• **What the task requires**
Reproduce the items from the line containing "Please locate the table" through the end of the items, with "table with fruit" swapped for "fruit bowl" and nothing else altered.

• **Supplied records**
begin

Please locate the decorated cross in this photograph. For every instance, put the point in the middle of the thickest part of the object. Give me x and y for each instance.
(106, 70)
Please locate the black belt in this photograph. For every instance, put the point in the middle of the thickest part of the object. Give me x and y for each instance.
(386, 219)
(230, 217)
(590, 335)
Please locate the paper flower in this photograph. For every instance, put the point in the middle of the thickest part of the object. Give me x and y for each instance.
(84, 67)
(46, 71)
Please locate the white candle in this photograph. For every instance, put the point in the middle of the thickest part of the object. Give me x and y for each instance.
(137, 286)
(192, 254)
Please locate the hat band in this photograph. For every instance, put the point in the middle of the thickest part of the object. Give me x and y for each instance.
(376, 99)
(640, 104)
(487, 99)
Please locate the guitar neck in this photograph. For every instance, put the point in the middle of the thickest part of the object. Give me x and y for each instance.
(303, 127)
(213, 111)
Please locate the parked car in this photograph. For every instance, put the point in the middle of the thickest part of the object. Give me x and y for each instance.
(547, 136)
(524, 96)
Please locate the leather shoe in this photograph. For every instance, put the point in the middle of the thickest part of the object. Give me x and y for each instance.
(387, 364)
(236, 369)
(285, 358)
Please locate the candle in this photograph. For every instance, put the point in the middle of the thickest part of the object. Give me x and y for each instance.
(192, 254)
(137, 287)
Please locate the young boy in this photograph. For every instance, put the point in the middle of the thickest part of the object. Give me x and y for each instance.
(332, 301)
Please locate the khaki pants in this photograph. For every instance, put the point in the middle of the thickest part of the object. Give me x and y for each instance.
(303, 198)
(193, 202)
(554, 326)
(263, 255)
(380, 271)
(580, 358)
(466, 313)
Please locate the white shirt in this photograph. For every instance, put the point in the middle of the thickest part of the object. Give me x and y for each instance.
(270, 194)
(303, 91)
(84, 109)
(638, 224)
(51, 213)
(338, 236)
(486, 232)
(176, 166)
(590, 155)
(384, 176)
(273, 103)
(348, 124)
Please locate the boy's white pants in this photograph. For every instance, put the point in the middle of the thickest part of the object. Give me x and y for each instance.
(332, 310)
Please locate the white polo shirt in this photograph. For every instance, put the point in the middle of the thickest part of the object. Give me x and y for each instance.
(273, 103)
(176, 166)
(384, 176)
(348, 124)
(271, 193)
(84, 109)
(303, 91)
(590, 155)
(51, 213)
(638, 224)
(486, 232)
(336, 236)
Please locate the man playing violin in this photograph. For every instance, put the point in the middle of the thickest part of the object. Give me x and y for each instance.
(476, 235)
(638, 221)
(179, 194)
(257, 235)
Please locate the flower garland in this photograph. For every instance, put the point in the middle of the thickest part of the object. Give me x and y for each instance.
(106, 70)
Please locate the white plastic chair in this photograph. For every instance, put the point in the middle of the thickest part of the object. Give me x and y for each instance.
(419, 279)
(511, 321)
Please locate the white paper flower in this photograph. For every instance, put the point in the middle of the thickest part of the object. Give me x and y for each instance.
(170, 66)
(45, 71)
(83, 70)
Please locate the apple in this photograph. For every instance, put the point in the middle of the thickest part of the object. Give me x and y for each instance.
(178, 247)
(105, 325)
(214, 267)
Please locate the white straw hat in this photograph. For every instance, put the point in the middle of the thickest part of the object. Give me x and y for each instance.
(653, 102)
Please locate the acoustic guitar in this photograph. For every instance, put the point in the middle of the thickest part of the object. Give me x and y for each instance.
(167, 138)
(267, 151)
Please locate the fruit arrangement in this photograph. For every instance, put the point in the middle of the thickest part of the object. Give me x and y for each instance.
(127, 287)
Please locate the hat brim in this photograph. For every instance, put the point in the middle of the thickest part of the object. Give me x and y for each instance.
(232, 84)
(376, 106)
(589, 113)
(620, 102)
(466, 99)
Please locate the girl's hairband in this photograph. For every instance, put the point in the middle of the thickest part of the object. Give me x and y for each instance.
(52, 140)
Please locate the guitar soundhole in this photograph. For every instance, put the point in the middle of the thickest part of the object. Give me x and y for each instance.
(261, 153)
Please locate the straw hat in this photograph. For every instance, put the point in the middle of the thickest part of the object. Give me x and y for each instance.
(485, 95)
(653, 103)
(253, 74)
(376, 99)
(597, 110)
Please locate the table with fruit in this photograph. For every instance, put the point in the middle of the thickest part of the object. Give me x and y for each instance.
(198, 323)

end

• **Full answer**
Please locate the fruit bowl in this photograph. For every instance, put the point in the middle of the thickest part of the object. Give me x and y for each instance.
(198, 323)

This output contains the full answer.